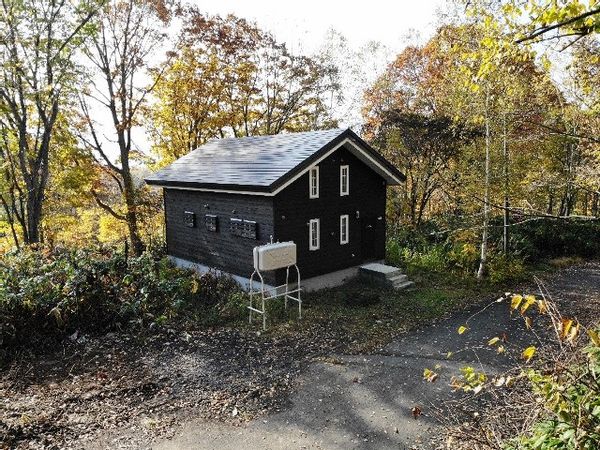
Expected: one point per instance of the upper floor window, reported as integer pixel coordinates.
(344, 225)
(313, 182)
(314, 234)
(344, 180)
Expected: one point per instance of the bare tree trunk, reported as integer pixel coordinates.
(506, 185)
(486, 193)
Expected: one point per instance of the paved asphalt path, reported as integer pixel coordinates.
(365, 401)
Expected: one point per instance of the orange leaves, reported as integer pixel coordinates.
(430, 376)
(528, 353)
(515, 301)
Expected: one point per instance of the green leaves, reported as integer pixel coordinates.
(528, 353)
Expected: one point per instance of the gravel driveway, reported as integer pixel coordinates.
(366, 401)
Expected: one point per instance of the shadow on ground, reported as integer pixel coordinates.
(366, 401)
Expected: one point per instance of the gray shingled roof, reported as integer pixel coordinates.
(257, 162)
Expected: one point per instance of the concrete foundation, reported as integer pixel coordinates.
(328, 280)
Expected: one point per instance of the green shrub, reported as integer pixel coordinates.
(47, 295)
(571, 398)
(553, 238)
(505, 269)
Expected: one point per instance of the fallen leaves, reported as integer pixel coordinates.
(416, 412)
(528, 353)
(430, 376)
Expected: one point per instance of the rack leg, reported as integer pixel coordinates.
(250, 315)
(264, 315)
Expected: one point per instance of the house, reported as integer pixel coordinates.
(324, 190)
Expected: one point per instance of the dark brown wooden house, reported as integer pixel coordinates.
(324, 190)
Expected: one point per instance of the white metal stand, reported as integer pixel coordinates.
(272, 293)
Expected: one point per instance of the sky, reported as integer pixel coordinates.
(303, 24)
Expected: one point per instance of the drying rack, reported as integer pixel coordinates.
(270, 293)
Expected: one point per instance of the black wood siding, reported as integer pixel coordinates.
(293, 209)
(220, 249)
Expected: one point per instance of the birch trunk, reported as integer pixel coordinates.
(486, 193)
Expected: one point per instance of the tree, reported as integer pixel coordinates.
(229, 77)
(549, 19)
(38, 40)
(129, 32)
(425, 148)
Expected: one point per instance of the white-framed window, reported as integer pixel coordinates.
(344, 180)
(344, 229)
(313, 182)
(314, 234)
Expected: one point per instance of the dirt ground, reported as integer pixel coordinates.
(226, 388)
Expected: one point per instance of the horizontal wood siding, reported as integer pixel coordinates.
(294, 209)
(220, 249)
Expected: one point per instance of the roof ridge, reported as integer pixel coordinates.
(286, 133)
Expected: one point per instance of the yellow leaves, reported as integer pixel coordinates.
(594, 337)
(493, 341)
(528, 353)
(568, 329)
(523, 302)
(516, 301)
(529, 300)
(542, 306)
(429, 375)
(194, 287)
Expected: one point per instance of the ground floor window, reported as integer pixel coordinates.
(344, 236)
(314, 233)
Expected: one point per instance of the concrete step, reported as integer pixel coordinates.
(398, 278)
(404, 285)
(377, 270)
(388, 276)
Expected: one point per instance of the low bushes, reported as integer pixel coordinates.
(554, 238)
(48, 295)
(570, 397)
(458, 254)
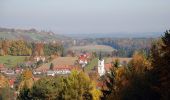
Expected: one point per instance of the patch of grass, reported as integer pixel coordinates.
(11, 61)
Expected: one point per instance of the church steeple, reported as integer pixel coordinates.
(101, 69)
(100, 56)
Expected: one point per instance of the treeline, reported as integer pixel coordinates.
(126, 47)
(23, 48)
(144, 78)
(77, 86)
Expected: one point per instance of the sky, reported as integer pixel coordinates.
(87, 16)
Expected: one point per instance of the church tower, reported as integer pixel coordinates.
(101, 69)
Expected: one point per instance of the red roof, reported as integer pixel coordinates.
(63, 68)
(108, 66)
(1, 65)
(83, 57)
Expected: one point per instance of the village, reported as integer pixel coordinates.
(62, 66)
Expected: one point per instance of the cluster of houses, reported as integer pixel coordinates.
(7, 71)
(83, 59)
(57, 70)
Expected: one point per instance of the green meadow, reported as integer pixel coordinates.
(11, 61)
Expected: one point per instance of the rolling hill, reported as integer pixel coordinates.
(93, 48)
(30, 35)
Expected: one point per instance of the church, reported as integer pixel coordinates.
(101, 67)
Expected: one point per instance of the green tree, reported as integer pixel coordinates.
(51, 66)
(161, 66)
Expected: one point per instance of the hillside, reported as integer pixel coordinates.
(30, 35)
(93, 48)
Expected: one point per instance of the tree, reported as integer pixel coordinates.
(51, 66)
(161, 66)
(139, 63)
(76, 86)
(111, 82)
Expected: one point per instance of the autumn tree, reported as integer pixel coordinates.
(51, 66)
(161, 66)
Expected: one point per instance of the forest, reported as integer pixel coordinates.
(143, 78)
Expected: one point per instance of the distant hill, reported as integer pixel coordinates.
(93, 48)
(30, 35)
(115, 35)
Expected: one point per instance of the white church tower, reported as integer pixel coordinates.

...

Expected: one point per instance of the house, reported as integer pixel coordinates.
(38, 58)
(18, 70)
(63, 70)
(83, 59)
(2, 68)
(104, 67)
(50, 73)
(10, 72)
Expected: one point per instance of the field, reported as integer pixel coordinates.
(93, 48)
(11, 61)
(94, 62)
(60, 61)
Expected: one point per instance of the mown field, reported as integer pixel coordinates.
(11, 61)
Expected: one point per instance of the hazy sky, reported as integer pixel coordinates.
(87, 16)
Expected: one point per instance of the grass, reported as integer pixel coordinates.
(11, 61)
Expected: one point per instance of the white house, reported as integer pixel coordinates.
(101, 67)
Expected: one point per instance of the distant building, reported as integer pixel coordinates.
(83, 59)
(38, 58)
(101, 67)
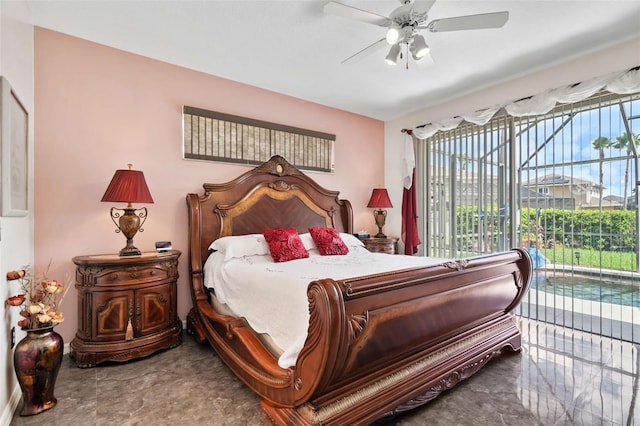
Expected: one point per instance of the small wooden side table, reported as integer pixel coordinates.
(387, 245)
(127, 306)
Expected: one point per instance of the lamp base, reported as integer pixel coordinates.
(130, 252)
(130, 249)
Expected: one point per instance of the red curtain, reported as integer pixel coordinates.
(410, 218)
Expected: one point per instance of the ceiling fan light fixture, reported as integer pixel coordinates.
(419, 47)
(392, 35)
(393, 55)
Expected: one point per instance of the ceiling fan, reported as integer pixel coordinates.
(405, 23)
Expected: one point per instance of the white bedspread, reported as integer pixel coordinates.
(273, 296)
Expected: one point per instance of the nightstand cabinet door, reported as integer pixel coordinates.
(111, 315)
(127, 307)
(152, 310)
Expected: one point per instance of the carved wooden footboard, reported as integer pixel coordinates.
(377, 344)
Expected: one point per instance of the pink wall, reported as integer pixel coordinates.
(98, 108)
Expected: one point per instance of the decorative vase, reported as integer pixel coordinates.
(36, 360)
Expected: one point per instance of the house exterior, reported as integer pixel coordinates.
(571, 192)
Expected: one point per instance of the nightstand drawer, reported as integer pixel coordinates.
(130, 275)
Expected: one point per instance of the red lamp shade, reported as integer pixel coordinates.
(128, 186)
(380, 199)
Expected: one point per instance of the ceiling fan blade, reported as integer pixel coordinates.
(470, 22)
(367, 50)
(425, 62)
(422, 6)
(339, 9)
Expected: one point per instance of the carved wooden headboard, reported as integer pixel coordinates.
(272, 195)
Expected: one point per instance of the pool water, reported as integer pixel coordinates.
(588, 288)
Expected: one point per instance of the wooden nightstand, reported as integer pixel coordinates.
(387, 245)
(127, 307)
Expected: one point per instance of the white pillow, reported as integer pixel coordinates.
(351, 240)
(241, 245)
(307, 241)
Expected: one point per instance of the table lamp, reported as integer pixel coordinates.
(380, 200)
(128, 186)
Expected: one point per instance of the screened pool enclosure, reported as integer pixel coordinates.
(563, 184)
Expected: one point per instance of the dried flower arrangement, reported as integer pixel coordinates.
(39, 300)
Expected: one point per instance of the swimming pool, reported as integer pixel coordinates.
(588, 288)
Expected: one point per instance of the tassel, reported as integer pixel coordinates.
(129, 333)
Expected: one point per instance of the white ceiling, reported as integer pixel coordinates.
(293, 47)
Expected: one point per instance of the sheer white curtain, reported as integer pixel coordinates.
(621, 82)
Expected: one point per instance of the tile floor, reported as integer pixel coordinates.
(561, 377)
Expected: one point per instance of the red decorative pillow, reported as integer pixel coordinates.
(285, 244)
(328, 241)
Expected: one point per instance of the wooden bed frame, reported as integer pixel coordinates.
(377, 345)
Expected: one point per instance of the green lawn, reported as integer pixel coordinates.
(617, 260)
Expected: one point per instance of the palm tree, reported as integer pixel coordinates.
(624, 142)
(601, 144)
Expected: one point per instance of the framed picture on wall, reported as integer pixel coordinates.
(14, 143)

---

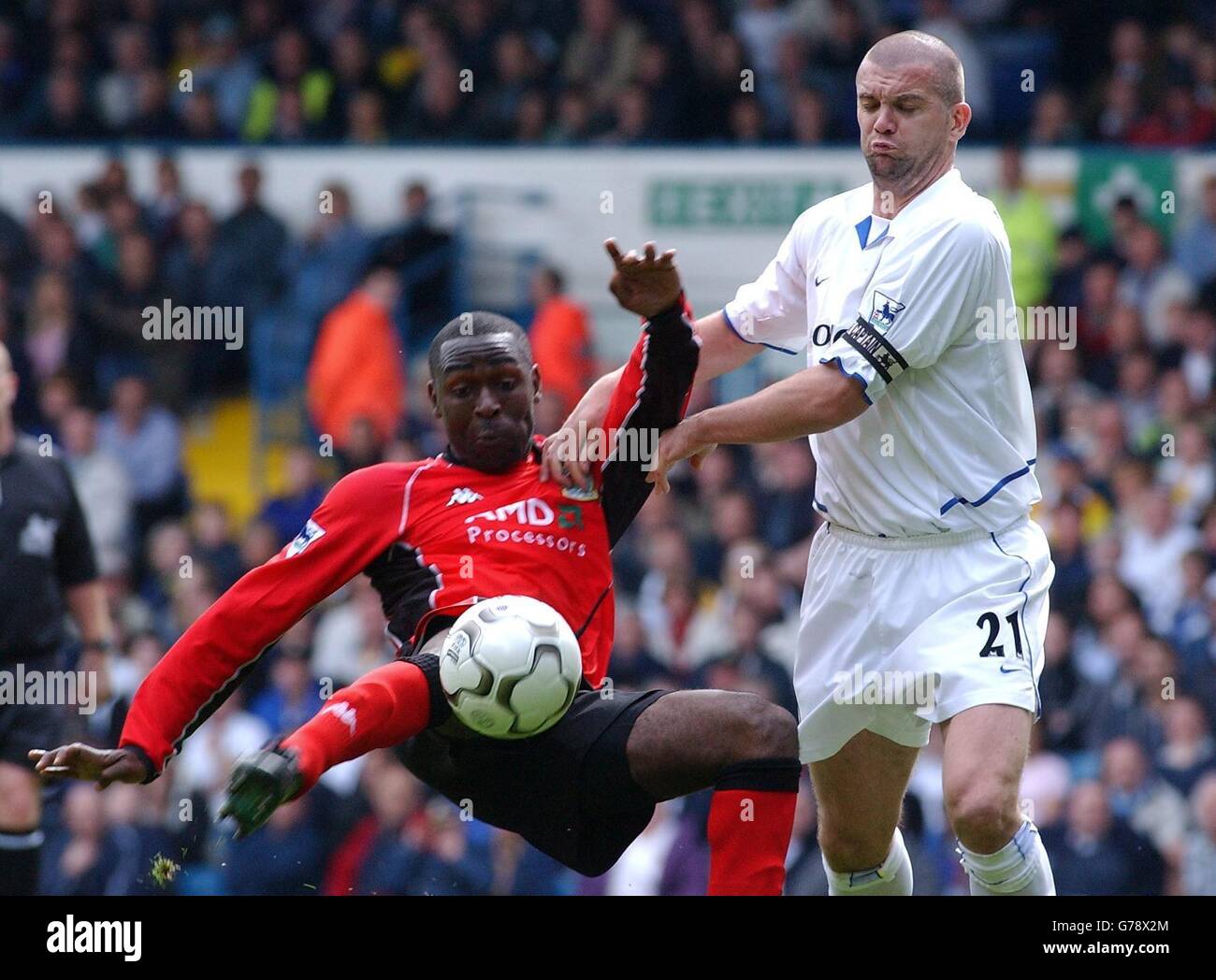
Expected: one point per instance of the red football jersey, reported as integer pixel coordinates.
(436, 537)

Work required
Locate every line in the data above that contains the word "green", and copy each of those lines in full.

Solution to this task
Expected: one point per instance of the green leaves, reported as integer pixel coordinates.
Expected: one point per instance of the green shrub, reported as integer pixel coordinates.
Expected: one point per instance of the green meadow, reported as integer pixel coordinates.
Expected: one point per instance of the green tree, reported as integer pixel coordinates.
Expected: one point per instance of the green lawn, reported as integer pixel coordinates.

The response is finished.